● **Written request 1**
Condense the paragraph of the article on KCAB-LP that begins "Prior to completing construction" into a brief bulleted list that keeps its main facts.
**** Text section ****
KCAB-LP was a low-power television station serving western Pinal County, Arizona, as an America One affiliate. It provided analog over-the-air service on UHF channel 28 from its transmitter in downtown Casa Grande, Arizona, and was available on various area cable providers. KCAB-LP was owned by Central Arizona Broadcasting, LLC. of Casa Grande.

History
On October 18, 2002, the FCC granted an original construction permit to build a licensed low-power television station on channel 27, to be K27HF.

Prior to completing construction, Central Arizona Broadcasting realized the potential for interference on channel 27 from Phoenix station KAZT-CA, and applied to the FCC to move to channel 28. The FCC granted the application and the station was licensed on October 27, 2005, taking the call sign of KCAB-LP. It was the second television station licensed to Casa Grande and the first station to air locally produced programming.

In 2009, KCAB filed an application to return to channel 47 as a digital channel. Together with a transmitter move, the 15 kW signal would reach Casa Grande, Arizona City, Eloy, Maricopa, Chandler, Gilbert and other parts of the eastern Phoenix suburbs, and Florence. Currently, signal coverage is limited to Casa Grande only.
**** Records supplied ****
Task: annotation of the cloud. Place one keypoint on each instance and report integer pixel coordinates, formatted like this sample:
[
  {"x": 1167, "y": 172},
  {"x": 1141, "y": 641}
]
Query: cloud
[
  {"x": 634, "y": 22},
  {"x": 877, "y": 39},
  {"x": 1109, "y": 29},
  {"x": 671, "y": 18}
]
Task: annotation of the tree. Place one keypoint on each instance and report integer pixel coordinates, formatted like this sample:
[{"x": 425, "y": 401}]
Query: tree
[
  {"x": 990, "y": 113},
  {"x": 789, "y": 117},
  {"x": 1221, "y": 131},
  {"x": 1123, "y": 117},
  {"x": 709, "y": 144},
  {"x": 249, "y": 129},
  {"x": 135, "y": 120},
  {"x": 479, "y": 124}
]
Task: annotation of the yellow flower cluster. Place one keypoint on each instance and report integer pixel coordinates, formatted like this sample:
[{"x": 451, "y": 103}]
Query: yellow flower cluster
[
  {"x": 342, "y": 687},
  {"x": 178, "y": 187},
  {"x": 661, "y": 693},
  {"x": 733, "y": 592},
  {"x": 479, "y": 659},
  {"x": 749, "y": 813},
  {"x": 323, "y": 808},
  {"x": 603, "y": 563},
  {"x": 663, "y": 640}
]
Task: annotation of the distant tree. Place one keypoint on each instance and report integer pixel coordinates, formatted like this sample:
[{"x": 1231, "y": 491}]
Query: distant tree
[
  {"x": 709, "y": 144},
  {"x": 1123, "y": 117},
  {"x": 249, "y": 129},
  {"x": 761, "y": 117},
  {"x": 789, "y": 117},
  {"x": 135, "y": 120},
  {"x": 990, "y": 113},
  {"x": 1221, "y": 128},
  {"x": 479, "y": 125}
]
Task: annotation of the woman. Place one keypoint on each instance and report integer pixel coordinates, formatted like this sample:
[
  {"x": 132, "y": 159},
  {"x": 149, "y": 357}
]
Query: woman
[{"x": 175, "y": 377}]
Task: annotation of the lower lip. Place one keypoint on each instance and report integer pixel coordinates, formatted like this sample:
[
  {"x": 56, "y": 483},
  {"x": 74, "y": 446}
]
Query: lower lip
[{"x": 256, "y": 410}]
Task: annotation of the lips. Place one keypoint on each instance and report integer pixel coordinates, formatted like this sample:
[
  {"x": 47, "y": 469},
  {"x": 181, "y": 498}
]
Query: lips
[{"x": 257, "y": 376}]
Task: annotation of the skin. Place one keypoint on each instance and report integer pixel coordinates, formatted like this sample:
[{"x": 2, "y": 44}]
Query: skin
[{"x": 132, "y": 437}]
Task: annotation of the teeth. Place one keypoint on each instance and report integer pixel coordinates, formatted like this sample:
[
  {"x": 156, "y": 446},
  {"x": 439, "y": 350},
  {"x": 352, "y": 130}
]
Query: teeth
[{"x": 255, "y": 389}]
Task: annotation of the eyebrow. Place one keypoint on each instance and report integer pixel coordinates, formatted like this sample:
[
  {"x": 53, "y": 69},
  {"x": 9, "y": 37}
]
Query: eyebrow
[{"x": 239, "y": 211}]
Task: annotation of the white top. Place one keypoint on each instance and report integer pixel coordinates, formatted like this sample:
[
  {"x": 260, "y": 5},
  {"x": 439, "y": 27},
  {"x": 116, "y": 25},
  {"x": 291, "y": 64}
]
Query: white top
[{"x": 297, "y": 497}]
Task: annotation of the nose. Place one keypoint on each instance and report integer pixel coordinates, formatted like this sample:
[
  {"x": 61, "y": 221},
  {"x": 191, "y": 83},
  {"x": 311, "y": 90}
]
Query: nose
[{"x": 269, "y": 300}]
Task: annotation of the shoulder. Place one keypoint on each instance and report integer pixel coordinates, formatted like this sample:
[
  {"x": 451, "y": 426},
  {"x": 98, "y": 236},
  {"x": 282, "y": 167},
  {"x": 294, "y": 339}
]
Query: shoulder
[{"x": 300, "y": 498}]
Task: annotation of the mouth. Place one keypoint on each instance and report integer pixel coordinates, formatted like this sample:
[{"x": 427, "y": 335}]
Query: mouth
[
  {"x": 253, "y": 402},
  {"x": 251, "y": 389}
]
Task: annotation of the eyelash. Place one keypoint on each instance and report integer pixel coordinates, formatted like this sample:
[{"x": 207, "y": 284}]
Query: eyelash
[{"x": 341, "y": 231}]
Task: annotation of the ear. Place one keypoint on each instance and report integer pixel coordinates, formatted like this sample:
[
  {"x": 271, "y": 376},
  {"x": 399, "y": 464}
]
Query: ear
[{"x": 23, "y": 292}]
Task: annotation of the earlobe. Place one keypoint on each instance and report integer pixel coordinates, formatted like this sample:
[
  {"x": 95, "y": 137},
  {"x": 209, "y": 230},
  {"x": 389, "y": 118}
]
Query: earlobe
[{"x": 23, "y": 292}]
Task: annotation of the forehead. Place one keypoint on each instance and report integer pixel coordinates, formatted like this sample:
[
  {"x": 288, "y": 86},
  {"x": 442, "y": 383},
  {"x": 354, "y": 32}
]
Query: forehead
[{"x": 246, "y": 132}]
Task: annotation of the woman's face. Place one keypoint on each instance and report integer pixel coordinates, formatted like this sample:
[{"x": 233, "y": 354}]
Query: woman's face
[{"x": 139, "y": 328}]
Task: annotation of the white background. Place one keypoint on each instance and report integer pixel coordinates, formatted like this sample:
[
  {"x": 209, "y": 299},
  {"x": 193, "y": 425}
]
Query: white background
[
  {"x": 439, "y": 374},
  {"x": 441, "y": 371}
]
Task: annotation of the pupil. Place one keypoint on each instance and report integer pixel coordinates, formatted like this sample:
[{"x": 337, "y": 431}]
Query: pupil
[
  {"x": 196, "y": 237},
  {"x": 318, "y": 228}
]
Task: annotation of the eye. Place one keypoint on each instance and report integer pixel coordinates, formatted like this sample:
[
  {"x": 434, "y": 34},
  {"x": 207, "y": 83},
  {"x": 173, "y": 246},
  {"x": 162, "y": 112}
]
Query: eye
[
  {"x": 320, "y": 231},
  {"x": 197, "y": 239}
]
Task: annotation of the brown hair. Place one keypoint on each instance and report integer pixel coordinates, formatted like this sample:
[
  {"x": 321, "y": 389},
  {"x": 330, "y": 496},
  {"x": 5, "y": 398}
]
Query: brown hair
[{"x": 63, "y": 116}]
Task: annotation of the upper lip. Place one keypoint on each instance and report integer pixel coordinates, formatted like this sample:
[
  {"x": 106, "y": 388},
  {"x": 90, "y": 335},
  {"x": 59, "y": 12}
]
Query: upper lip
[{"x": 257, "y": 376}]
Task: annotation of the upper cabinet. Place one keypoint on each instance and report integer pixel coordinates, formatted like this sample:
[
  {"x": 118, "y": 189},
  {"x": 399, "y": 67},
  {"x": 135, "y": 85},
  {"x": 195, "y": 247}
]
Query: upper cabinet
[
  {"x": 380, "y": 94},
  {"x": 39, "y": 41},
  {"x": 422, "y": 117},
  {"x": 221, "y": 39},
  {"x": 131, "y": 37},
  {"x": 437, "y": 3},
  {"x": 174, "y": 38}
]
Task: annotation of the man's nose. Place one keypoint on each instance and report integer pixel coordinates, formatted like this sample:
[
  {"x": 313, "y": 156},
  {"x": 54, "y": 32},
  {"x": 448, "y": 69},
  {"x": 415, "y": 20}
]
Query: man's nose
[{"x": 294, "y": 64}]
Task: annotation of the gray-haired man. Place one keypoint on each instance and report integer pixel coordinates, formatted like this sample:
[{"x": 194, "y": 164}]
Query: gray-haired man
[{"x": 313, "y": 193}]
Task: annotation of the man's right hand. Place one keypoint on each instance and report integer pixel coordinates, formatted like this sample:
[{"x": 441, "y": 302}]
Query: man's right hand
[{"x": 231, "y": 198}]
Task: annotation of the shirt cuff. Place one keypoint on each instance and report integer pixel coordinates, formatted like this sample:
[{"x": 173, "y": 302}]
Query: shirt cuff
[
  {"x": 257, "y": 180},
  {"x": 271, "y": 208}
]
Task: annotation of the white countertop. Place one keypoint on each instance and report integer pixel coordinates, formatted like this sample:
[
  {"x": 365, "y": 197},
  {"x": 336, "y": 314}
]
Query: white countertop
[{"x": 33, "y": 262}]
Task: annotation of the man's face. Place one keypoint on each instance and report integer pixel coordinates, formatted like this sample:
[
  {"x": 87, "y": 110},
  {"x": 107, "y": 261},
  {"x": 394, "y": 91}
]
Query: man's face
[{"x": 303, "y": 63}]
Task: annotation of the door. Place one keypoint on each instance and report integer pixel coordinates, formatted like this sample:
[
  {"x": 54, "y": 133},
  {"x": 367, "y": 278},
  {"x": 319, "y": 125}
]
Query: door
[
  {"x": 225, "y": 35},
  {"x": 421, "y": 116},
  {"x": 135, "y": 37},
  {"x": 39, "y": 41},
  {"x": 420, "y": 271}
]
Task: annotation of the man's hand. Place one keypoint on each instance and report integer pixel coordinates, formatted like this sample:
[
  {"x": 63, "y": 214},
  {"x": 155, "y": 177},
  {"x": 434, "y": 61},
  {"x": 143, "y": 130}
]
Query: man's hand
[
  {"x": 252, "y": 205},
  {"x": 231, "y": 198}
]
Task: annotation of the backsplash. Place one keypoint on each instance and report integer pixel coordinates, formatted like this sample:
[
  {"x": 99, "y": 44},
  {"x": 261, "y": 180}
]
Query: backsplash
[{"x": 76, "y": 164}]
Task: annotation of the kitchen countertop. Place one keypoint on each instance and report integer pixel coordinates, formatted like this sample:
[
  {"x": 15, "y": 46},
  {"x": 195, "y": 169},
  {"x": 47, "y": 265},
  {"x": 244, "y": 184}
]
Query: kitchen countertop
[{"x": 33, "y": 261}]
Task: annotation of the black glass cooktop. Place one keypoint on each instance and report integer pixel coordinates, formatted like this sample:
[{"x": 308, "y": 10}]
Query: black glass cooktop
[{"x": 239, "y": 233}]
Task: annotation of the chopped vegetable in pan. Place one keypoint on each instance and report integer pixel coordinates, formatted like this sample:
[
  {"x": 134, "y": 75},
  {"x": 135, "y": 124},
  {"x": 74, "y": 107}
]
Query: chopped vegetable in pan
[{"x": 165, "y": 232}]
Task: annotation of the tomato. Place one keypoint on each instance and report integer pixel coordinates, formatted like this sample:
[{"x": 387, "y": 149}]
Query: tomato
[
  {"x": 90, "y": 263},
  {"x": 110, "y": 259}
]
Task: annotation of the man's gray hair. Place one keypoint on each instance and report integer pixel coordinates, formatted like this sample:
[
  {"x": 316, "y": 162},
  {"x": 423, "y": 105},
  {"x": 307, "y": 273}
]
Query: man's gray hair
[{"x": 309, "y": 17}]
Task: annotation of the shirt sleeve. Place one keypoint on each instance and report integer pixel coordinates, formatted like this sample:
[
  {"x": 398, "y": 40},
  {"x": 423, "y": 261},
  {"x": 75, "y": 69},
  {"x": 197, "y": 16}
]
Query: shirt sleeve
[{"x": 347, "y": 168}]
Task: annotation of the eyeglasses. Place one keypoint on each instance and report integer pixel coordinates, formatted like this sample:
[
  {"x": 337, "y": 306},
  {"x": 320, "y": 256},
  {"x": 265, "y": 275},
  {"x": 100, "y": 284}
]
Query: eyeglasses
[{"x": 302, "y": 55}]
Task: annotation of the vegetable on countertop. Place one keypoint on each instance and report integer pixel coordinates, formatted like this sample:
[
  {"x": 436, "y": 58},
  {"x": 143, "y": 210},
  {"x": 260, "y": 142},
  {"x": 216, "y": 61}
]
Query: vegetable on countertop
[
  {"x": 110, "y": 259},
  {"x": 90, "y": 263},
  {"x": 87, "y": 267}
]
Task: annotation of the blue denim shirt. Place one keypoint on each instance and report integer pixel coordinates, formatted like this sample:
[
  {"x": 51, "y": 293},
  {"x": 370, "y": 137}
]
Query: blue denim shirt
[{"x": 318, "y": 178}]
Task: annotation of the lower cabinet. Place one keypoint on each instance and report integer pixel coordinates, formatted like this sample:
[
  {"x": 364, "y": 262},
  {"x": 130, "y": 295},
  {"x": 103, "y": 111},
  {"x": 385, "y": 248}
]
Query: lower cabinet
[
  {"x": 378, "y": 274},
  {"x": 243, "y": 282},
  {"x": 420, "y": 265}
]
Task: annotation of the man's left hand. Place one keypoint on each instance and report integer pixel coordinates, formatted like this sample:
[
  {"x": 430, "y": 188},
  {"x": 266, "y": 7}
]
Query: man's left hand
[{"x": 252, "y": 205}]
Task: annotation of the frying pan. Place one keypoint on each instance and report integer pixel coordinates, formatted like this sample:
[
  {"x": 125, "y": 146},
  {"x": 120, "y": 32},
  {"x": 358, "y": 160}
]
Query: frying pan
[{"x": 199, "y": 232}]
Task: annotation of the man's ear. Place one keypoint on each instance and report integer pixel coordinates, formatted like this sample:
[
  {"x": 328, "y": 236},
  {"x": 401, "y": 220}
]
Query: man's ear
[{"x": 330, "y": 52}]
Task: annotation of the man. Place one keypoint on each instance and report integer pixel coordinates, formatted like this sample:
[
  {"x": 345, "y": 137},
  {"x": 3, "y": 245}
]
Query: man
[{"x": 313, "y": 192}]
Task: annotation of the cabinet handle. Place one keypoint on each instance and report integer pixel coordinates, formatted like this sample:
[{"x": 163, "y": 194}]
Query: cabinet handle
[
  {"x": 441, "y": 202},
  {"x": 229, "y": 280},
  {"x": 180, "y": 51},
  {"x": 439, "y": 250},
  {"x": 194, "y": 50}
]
****
● **Written request 2**
From the records above, pull out every line that contains the string "background".

● **Expected output 1**
- Central Arizona Broadcasting recognized that Phoenix station KAZT-CA could cause interference on channel 27 and applied to the FCC to move to channel 28.
- The FCC granted the application, and the station was licensed on October 27, 2005, with the call sign KCAB-LP.
- It was the second television station licensed to Casa Grande and the first station to air locally produced programming.

● **Expected output 2**
Task: annotation of the white background. Place one keypoint on each instance and report integer pixel coordinates, formatted like this sample:
Query: white background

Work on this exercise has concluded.